- **Excerpt**:
* BEGIN *
# Different genres of music of the Elves



## Elaini (Apr 25, 2019)

I don't think the Elves only performed the usually portrayed, soft and ethereal songs, though it could be used as a general rule for them all. Different humans have different styles, so why not different Elves?

*Sindar*

The woodland Sindar could be the ones making mostly the soothing music, considering that the forests are proven to be calming environments, healthy for the mind.






*Falmari / Falathrim*

These spend a lot of time at the sea or near the bodies of water, so I expect something shanty like to pass time on the ships, while adding an atmospheric effect to it and a motion like water.






*Vanyar*

I would think something celestial or exalted, with Vanyar being described as the elves of the air and the friends of gods. Something fit for a heavenly celebration, though not only for it - Aldudénië is a lament. And of course, as poetic as possible.
* END *
- **Material supplied**:
* BEGIN *
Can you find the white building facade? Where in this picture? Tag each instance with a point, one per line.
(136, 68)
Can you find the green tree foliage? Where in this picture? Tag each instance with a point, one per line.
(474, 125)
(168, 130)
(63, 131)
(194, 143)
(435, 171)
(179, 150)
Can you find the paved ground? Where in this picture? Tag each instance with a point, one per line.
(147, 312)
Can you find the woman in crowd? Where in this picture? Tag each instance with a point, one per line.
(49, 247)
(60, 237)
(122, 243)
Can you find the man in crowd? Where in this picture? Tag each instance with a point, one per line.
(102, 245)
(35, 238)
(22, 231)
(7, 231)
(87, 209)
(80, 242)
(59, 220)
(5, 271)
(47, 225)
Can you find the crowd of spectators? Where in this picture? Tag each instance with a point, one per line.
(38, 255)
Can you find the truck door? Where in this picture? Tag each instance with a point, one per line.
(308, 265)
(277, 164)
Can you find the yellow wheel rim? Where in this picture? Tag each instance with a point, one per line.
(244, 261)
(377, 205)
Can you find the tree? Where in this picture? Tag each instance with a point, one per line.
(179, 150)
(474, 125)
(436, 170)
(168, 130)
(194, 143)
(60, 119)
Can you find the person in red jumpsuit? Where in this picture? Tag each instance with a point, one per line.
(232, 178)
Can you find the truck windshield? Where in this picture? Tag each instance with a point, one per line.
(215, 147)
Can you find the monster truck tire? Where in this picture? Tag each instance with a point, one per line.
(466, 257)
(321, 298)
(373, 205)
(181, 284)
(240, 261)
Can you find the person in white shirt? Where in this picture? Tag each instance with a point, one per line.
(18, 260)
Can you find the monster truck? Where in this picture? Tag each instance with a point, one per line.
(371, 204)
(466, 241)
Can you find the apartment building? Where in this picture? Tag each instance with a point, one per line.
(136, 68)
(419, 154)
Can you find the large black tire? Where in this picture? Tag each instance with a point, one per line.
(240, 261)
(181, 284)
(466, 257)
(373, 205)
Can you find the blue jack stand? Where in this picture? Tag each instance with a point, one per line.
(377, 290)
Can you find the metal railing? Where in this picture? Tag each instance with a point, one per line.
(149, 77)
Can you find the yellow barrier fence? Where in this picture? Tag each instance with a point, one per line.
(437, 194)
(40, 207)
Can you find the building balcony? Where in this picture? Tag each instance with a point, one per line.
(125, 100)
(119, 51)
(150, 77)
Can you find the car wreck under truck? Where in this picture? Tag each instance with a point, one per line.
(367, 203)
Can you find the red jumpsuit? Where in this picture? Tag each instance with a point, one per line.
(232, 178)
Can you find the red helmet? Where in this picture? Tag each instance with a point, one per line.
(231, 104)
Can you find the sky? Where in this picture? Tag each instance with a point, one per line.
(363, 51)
* END *
- **Tasks to perform**:
A: List every group of Elves that the forum post on Elvish music genres names.
B: Pick up the forum post on Elvish music genres after its final sentence and carry it on in the same style.

- **Answer list**:
A: Sindar, Falmari, Falathrim, Vanyar

B:
*Noldor*

Given their deeds are quite _metal_, I would think they allow their music have more grandeur, drive and weight without avoiding hard topics such as Noldolantë. So basically something with the basics of metal, but another acoustic genre altogether. Classical has pieces like that.






Just putting this out there, give your thoughts.


----------



## Ithilethiel (May 4, 2019)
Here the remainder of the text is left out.